Aim a -
According to the RethinkDB thread, at which company does one commenter say RethinkDB is in use?

Text excerpt -

— Start —

As a user and supporter of RethinkDB I hope (and expect!) that the engineering team joining Stripe is a sign that Stripe will be able to take part in further development of the product.

On a sidenote, for people unfamiliar with RethinkDB, this episode of The Changelog with Slava explains some of the history and choices behind RethinkDB ; I found it really interesting. https://changelog.com/114/

Slava @ Rethink here.

The team at Stripe has been absolutely phenomenal throughout this process, they've gone above and beyond in finding high-impact projects for our team. We're brainstorming together how to transition RethinkDB to a self-sustaining open-source project, and Stripe is super-supportive of that too. If there is a way for RethinkDB to live on, we'll find it!

I can't describe how sad I am over this. RethinkDB is not just excellent db, but it is yardstick on how future db's should look like. What you accomplished there is excellent balance on features, great ui. We really need this project to go on, even if slower.

We use RethinkDB at CertSimple. It's always been a great DB with safe defaults, excellent documentation and it's always just worked. Trickier ReQL queries are intuitive. It deserved wider support than what it got.

It's depressing that a half-baked constantly problematic effort like MongoDB wins while this gets neglected. Unfortunately we still live in a world where marketing beats merit.

— End —

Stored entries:
— Start —

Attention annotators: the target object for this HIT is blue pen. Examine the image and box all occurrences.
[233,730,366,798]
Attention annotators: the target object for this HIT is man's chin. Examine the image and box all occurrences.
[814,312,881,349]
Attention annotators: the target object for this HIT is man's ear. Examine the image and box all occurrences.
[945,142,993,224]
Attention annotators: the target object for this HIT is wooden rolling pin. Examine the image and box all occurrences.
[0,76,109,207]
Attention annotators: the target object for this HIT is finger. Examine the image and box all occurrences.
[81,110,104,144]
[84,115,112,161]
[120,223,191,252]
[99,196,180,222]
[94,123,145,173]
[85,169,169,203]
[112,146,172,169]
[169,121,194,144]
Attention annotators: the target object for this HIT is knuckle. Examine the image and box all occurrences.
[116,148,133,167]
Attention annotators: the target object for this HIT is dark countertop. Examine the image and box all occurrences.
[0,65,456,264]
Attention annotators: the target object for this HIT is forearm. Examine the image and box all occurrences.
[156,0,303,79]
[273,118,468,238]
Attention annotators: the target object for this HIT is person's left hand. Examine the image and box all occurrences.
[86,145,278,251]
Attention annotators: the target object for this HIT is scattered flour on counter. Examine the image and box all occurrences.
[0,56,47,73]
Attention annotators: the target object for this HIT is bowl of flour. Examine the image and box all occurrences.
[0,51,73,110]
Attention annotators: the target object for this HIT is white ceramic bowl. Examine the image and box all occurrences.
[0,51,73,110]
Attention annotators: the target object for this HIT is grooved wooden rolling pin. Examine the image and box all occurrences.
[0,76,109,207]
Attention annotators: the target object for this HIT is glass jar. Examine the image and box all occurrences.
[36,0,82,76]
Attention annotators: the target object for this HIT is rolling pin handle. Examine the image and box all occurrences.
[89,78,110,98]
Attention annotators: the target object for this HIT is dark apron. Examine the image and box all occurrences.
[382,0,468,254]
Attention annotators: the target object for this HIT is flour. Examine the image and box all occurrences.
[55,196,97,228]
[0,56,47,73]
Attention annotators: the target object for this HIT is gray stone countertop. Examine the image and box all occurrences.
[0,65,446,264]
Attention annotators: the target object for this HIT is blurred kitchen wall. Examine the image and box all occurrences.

— End —

Aim b -
Take the stored entries from the first line through the line containing "[814,312,881,349]". Give back only those lines with "blue pen" changed to "black pen" and everything else left as it is.

Expected answer a -
CertSimple.

Expected answer b -
Attention annotators: the target object for this HIT is black pen. Examine the image and box all occurrences.
[233,730,366,798]
Attention annotators: the target object for this HIT is man's chin. Examine the image and box all occurrences.
[814,312,881,349]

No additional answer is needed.